### Page text
╔══
You can cut down on the ceremony somewhat by combining the aspects of object construction and variable assignment, but a robust idiom still requires a lot of ceremony:

$x = $y = $null
try {
  ($y = [System.IO.StreamWriter]::new('C:\TEMP\b.csv', [System.Text.Encoding]::UTF8)).
    Write(
      ($x = [System.IO.StreamReader]::new('C:\Temp\a.csv', [System.Text.Encoding]::GetEncoding('iso-8859-1'))).
        ReadToEnd()
    )
} finally {
  if ($x) { $x.Dispose() }
  if ($y) { $y.Dispose() }
}

A helper function, Use-Object (source code below) can alleviate this a bit:

Use-Object 
  ([System.IO.StreamReader]::new('C:\Temp\a.csv',[System.Text.Encoding]::GetEncoding('iso-8859-1'))), 
  ([System.IO.StreamWriter]::new('C:\TEMP\b.csv', [System.Text.Encoding]::UTF8)) `
  { $_[1].Write($_[0].ReadToEnd()) }

Note how the disable objects passed as the first argument are referenced via $_ as an array in the script-block argument (as usual you may use $PSItem in lieu of $_).

A more readable alternative:

Use-Object 
  ([System.IO.StreamReader]::new('C:\Temp\a.csv',[System.Text.Encoding]::GetEncoding('iso-8859-1'))), 
  ([System.IO.StreamWriter]::new('C:\TEMP\b.csv', [System.Text.Encoding]::UTF8)) `
  { 
    $reader, $writer = $_
    $writer.Write($reader.ReadToEnd()) 
  }

Or, perhaps even better, albeit with slightly different semantics (which will rarely matter),[1] as Darin suggests:

Use-Object 
  ($reader = [System.IO.StreamReader]::new('C:\Temp\a.csv',[System.Text.Encoding]::GetEncoding('iso-8859-1'))), 
  ($writer = [System.IO.StreamWriter]::new('C:\TEMP\b.csv', [System.Text.Encoding]::UTF8)) `
  { 
    $writer.Write($reader.ReadToEnd()) 
  }

Use-Object source code:

function Use-Object {
  param( 
    [Parameter(Mandatory)] $ObjectsToDispose,  # a single object or array
    [Parameter(Mandatory)] [scriptblock] $ScriptBlock
  )

  try {
    ForEach-Object $ScriptBlock -InputObject $ObjectsToDispose
  }
  finally {
    foreach ($o in $ObjectsToDispose) {
      if ($o -is [System.IDisposable]) {
        $o.Dispose()
      }
    }
  }
  
}

[1] With this syntax, you're creating the variables in the caller's scope, not in the function's, but this won't matter, as long as you don't try to assign different objects to these variables with the intent of also making the caller see such changes. (If you tried that, you would create a function-local copy of the variable that the caller won't see) - see this answer for details.
╚══
### Set task
Repeat the part of the PowerShell text that starts with "Note how the" and goes on through "lieu of $_).".

### Stored rows
╔══
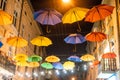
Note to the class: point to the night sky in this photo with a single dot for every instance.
(60, 31)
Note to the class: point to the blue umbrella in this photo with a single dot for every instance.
(57, 65)
(48, 16)
(74, 58)
(74, 39)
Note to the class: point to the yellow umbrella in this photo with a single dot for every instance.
(17, 41)
(74, 15)
(22, 63)
(33, 64)
(68, 65)
(88, 57)
(5, 18)
(20, 57)
(52, 59)
(41, 41)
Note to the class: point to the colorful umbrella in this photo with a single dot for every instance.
(5, 18)
(57, 65)
(74, 39)
(47, 65)
(74, 59)
(74, 15)
(22, 63)
(99, 12)
(68, 65)
(33, 64)
(41, 41)
(109, 55)
(52, 58)
(95, 36)
(48, 16)
(34, 58)
(17, 41)
(88, 57)
(20, 57)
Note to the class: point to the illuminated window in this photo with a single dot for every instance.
(3, 4)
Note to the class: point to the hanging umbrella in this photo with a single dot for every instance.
(41, 41)
(99, 12)
(68, 65)
(33, 64)
(17, 41)
(5, 18)
(22, 63)
(95, 36)
(47, 17)
(87, 57)
(52, 58)
(47, 65)
(34, 58)
(57, 65)
(109, 55)
(74, 15)
(74, 59)
(74, 39)
(20, 57)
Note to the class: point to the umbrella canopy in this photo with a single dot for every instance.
(33, 64)
(20, 57)
(109, 55)
(48, 16)
(68, 65)
(22, 63)
(17, 41)
(74, 39)
(87, 57)
(74, 59)
(34, 58)
(47, 65)
(99, 12)
(5, 18)
(52, 58)
(95, 36)
(74, 15)
(57, 65)
(41, 41)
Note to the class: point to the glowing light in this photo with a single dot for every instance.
(66, 1)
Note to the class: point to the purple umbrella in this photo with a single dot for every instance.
(74, 58)
(48, 16)
(57, 65)
(74, 39)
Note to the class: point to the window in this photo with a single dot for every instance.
(3, 4)
(15, 18)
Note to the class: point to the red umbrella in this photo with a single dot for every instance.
(109, 55)
(95, 36)
(99, 12)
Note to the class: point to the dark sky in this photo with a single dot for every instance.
(60, 31)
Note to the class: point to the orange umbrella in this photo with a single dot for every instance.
(68, 65)
(99, 12)
(95, 36)
(17, 41)
(5, 18)
(88, 57)
(52, 59)
(33, 64)
(109, 55)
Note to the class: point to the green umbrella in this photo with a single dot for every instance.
(34, 58)
(47, 65)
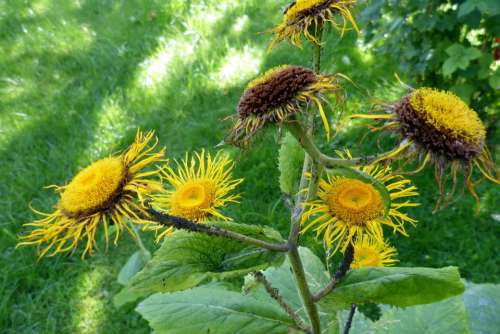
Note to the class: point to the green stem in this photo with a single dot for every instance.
(305, 293)
(316, 155)
(137, 238)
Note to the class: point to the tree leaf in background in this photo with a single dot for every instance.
(213, 309)
(482, 302)
(186, 260)
(134, 264)
(395, 286)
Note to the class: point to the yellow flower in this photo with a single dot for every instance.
(302, 15)
(350, 207)
(369, 252)
(199, 188)
(108, 192)
(441, 129)
(277, 94)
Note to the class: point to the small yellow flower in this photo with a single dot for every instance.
(279, 93)
(305, 15)
(441, 129)
(369, 252)
(108, 192)
(198, 189)
(348, 208)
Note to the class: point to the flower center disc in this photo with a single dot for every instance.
(355, 202)
(448, 114)
(367, 257)
(193, 199)
(94, 188)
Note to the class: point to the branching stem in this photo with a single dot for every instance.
(275, 294)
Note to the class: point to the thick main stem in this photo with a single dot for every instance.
(310, 166)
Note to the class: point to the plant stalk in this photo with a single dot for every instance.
(184, 224)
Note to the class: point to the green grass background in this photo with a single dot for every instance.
(77, 78)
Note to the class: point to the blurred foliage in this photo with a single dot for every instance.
(453, 45)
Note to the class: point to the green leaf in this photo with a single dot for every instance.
(291, 157)
(476, 311)
(482, 302)
(464, 91)
(135, 263)
(281, 278)
(186, 260)
(460, 58)
(358, 175)
(213, 309)
(395, 286)
(448, 316)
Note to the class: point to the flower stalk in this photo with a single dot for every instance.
(184, 224)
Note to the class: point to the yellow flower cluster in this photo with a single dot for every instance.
(113, 192)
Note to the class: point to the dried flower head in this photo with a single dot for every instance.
(198, 189)
(303, 15)
(441, 129)
(349, 207)
(108, 192)
(278, 94)
(370, 252)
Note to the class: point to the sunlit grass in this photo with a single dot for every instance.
(78, 88)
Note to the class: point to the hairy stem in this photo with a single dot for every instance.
(275, 294)
(305, 293)
(348, 324)
(344, 267)
(137, 238)
(184, 224)
(317, 156)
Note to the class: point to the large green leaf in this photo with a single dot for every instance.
(213, 309)
(447, 316)
(187, 259)
(134, 264)
(476, 311)
(282, 279)
(395, 286)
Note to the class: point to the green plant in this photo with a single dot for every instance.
(201, 266)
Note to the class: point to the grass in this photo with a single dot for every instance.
(77, 78)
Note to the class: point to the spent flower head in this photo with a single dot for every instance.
(108, 192)
(442, 130)
(277, 94)
(302, 16)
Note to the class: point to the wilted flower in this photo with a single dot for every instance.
(108, 192)
(303, 15)
(278, 94)
(370, 252)
(198, 189)
(443, 130)
(351, 206)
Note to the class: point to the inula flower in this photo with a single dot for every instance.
(108, 192)
(302, 16)
(198, 188)
(279, 93)
(443, 130)
(370, 252)
(349, 207)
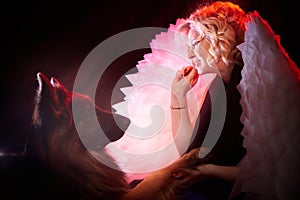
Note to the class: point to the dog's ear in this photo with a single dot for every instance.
(59, 91)
(45, 89)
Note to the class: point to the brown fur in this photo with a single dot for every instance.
(60, 145)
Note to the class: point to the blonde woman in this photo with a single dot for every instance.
(213, 31)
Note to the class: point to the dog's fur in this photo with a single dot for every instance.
(60, 145)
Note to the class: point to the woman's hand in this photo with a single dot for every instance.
(184, 80)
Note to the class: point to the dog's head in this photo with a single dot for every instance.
(59, 143)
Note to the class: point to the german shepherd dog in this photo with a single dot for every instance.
(60, 146)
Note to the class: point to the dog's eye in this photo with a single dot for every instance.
(88, 107)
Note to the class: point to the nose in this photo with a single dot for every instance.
(191, 53)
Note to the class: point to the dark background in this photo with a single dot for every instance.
(55, 37)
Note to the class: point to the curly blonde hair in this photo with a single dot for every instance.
(223, 24)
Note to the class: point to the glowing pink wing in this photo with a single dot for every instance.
(148, 143)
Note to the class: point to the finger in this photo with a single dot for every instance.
(192, 77)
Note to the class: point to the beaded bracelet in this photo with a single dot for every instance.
(177, 108)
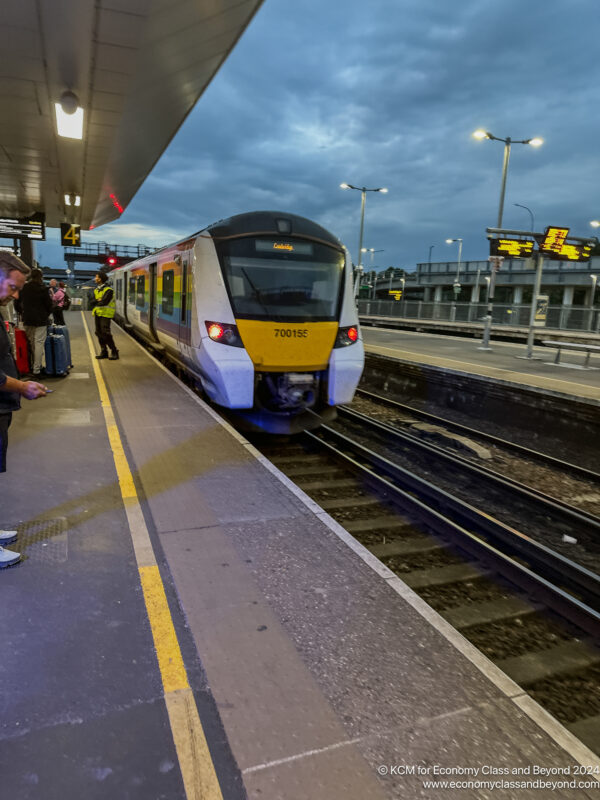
╚══
### Solved problem
Note how the disable objects passed as the first argument are referenced via $_ as an array in the script-block argument (as usual you may use $PSItem in lieu of $_).